PASSAGE GIVEN:
Lol. That pretty much summarizes my waking up today.

My mum drove me to school and I got there really early, by, like, 07:20 or something. I spotted Kimberly getting off the piano and going off with Awa (introductions came a little later) to the Art Room. She was a little unsure of who I was, but then welcomed me with a broad smile (like always). We marched down to the Art Room (well, I kind of ran, but still) to grab Kimberly's stuff for the art competition we were heading to Hort Park for. Some kind of design-the-tissue-box competition. Grace walked in a little while later.

We ended up bringing with us a box full of art materials (that somehow was only shared among Kimberly, Grace, Awa and I) and some boards for drawing on. Registration took many, many minutes. We just stood around until it was our turn to flash out EZlink cards to confirm identification and pay S$5 for registration fee and then collect our drawing paper, a briefing sheet and a goodie bag. The goodie bag was awesome, but a little overflowing with tissue related contents. There was like 5 kinds of drinks, 2 maggie mee packets, 2 lollipops, 1 huge tissue box, 3 packets of tissue, 1 packet of mosquito repellant wipes, 1 packet of milo cereal and 2 mini packets of biscuits.

WHAT YOU WILL DO:
**A.** Answer these from the post about the tissue-box art competition:
(i) Around what time did the narrator get to school?
(ii) Where was the art competition held?
(iii) How much was the registration fee?
**B.** List every person mentioned by name in the post about the tissue-box art competition.
**C.** Carry the post about the tissue-box art competition forward from its final sentence, keeping the same casual first-person voice.

(Source data)
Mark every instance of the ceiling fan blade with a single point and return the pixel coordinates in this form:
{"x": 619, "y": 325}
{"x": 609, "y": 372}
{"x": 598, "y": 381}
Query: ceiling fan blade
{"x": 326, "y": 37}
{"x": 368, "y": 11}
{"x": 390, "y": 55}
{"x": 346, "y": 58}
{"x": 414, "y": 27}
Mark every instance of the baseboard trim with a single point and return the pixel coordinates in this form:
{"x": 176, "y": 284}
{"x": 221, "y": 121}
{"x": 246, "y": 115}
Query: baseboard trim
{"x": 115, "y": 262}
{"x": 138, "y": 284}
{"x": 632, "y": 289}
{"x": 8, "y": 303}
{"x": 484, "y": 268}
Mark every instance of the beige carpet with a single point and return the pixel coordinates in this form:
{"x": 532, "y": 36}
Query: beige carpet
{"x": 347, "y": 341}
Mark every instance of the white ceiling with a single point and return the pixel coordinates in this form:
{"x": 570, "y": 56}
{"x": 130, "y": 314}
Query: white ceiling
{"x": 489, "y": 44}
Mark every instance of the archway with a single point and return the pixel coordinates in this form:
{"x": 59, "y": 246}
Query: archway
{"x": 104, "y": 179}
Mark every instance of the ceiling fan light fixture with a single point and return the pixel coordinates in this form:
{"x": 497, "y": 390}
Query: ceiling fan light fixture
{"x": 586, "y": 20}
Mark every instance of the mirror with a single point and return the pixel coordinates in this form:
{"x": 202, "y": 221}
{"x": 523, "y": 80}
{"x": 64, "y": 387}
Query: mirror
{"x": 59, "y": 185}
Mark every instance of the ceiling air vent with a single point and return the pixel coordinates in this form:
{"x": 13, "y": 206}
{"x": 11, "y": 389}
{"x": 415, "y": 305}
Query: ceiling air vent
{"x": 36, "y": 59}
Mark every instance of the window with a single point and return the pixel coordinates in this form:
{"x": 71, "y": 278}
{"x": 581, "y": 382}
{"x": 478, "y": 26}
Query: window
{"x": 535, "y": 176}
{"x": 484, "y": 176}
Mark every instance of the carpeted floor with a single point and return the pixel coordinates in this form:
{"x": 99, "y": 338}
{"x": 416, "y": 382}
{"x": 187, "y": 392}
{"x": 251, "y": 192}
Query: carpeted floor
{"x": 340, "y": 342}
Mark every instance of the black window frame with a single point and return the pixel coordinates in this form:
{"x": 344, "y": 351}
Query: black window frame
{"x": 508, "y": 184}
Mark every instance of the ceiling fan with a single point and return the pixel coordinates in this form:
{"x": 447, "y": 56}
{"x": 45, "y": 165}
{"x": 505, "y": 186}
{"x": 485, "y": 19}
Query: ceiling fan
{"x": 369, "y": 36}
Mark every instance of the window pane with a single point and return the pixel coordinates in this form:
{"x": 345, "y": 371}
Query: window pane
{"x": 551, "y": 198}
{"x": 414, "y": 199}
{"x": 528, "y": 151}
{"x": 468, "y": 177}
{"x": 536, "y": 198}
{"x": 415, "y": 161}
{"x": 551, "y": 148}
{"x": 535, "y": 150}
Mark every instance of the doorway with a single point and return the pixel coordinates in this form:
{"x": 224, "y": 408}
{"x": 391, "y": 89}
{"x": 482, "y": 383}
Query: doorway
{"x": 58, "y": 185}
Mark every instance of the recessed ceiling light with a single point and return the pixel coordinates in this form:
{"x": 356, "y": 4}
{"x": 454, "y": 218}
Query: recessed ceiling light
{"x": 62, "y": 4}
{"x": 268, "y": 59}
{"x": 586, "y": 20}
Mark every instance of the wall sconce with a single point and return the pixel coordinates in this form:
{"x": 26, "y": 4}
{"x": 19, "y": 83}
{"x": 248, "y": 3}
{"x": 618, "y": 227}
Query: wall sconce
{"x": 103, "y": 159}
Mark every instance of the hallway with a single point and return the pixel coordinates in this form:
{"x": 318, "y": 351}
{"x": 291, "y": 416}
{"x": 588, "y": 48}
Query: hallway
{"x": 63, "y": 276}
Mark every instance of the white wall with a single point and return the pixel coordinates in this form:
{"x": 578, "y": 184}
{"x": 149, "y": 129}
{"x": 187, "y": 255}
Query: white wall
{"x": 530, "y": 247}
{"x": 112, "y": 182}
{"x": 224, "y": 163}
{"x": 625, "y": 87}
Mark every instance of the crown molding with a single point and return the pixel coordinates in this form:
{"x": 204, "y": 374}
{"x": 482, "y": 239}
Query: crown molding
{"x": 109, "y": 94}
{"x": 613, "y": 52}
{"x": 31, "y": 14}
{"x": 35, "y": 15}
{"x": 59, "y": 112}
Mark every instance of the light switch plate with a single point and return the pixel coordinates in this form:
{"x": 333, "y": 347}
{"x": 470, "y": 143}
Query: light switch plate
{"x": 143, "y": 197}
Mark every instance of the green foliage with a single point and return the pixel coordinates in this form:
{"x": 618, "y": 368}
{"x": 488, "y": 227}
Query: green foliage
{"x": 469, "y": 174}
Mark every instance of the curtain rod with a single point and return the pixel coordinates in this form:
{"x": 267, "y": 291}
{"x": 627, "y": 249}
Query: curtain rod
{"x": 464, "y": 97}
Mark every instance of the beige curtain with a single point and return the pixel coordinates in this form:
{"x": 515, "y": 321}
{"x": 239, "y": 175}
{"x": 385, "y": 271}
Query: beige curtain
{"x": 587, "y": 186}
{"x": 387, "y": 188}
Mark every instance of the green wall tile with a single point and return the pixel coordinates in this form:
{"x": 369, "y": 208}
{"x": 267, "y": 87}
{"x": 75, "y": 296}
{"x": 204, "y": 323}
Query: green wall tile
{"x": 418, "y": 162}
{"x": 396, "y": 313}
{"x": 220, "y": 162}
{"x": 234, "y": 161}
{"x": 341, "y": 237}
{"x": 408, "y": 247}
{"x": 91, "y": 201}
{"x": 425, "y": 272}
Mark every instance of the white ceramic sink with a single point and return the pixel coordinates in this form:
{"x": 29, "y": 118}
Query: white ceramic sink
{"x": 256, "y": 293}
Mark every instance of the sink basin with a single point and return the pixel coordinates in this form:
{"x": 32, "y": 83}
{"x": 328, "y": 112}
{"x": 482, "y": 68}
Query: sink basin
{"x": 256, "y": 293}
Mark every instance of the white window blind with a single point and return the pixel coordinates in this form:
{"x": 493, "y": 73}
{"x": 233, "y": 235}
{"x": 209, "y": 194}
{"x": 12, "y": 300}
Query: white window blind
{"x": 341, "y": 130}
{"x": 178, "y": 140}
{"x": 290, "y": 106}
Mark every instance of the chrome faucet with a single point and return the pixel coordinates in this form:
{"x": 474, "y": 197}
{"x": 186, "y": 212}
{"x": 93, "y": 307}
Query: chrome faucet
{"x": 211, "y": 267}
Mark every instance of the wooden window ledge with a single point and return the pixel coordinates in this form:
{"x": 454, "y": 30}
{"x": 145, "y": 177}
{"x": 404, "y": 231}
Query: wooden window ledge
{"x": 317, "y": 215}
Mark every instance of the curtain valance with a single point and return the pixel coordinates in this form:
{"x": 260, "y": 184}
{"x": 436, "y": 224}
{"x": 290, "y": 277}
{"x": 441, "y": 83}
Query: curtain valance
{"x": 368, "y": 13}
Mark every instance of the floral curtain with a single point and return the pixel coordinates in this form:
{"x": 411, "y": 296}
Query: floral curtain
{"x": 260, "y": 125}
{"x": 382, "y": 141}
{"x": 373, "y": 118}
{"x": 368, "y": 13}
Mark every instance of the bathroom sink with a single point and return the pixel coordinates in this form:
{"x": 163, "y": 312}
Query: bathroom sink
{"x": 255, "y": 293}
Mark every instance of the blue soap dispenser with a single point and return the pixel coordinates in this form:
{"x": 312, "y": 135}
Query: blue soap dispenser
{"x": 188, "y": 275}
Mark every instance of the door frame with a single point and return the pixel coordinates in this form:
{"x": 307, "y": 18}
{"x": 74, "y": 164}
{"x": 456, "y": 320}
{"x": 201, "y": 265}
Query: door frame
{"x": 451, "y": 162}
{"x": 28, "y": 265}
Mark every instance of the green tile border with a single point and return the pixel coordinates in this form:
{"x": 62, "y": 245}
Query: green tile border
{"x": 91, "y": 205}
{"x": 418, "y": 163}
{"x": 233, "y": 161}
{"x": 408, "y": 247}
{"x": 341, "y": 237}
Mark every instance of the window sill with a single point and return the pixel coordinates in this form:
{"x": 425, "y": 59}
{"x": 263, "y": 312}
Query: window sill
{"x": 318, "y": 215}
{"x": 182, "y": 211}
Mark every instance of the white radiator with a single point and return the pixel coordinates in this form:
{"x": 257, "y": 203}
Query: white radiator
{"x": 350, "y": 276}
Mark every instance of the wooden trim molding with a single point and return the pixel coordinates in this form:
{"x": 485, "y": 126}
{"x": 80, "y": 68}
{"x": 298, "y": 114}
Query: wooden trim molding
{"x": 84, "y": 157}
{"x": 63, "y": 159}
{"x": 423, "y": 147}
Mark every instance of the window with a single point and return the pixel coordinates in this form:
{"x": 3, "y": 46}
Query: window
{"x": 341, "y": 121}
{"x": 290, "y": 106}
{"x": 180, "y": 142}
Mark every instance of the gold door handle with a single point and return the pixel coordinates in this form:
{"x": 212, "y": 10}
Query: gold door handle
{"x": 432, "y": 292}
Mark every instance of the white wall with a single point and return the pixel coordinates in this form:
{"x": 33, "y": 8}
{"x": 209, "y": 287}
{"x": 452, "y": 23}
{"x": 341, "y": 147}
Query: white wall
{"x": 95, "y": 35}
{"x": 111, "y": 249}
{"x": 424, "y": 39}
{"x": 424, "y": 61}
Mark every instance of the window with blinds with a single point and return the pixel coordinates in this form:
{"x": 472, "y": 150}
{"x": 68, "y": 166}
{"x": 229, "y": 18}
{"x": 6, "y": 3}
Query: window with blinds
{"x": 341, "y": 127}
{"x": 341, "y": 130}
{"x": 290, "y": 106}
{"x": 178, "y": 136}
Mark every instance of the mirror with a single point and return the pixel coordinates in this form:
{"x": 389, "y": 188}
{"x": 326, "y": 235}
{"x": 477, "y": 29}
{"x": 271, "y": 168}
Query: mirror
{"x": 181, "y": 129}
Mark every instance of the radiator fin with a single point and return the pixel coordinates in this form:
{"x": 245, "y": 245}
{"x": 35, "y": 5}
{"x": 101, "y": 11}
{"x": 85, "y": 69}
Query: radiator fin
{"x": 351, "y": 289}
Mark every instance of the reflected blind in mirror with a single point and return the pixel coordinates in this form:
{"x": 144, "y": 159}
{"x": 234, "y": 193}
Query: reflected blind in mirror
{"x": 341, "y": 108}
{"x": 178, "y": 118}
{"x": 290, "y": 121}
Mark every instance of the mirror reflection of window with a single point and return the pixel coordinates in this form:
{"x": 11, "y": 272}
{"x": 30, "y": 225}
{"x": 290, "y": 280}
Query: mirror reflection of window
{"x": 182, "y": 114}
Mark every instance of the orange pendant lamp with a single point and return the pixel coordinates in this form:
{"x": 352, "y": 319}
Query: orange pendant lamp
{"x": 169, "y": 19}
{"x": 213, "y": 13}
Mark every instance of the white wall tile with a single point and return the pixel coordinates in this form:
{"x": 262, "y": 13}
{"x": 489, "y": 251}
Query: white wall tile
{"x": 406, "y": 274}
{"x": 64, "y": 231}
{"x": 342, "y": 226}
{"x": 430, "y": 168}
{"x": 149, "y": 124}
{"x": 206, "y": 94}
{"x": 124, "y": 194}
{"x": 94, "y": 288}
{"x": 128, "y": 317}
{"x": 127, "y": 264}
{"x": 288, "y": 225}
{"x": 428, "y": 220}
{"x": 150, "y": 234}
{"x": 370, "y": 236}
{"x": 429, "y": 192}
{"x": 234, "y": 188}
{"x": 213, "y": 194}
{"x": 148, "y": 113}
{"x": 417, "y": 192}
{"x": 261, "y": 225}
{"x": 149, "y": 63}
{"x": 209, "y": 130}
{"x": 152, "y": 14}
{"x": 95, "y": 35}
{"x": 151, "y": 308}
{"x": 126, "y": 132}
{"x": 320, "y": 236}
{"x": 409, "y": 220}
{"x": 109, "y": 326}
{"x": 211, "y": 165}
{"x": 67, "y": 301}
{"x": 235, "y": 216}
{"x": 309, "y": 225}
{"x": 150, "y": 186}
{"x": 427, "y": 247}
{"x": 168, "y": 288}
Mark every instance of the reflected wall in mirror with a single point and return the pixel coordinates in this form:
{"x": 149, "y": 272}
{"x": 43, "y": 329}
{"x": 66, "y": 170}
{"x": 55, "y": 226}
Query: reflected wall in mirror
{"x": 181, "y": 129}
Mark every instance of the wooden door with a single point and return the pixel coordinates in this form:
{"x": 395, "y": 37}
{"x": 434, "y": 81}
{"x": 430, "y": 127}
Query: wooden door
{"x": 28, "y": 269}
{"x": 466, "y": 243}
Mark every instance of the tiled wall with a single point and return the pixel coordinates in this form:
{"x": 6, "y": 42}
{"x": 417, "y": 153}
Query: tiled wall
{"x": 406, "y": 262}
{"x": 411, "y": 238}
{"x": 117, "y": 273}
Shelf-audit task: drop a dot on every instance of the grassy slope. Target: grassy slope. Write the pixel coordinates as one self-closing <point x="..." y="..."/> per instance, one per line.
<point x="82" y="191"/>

IN RESPONSE:
**A.**
(i) By about 07:20.
(ii) Hort Park.
(iii) S$5.

**B.** Kimberly, Awa, Grace

**C.**
Briefing started long after we registered and found comfortable seats in the multi-purpose hall. While we were waiting, there was a short slide show of tissue products by Beautex. I noticed they really liked flowers. There was one design that caught my eye so I decided to imitate it to an extent. Briefing was really brief and we were let off soon. We didn't wander off far when we came across a really favourable spot. We initially wanted to sit at an area a little left to where we ended up but there were too many ants so we scrammed to the huge open concrete platform in the middle of freaking nowhere. Wonder what it was there for. Kimberly went to get the water and Awa went away doing something. I know Grace and I were the only ones not doing anything during preparation.

_BEWARE_BORINGNESS_

I couldn't think of anything really original to draw so I 'imitated' the design I saw before the briefing. Everybody was using pencil to sketch out their artworks but I just started with painting immediately. Since I wanted a straight edge, I was so smart (EGO!) to use the briefing sheet handed to us during registration and used it as a ruler as I painted the blue. So I kind of screwed it up, but so what? Anyway, I originally wanted to drip paint over the blue are (you know, like 'pop-up' strings of acrylic all over) but figured I couldn't without proper equipment and resorted to forming them with brushes of various thickness. They were all of strange colours. I mean, yellow and green?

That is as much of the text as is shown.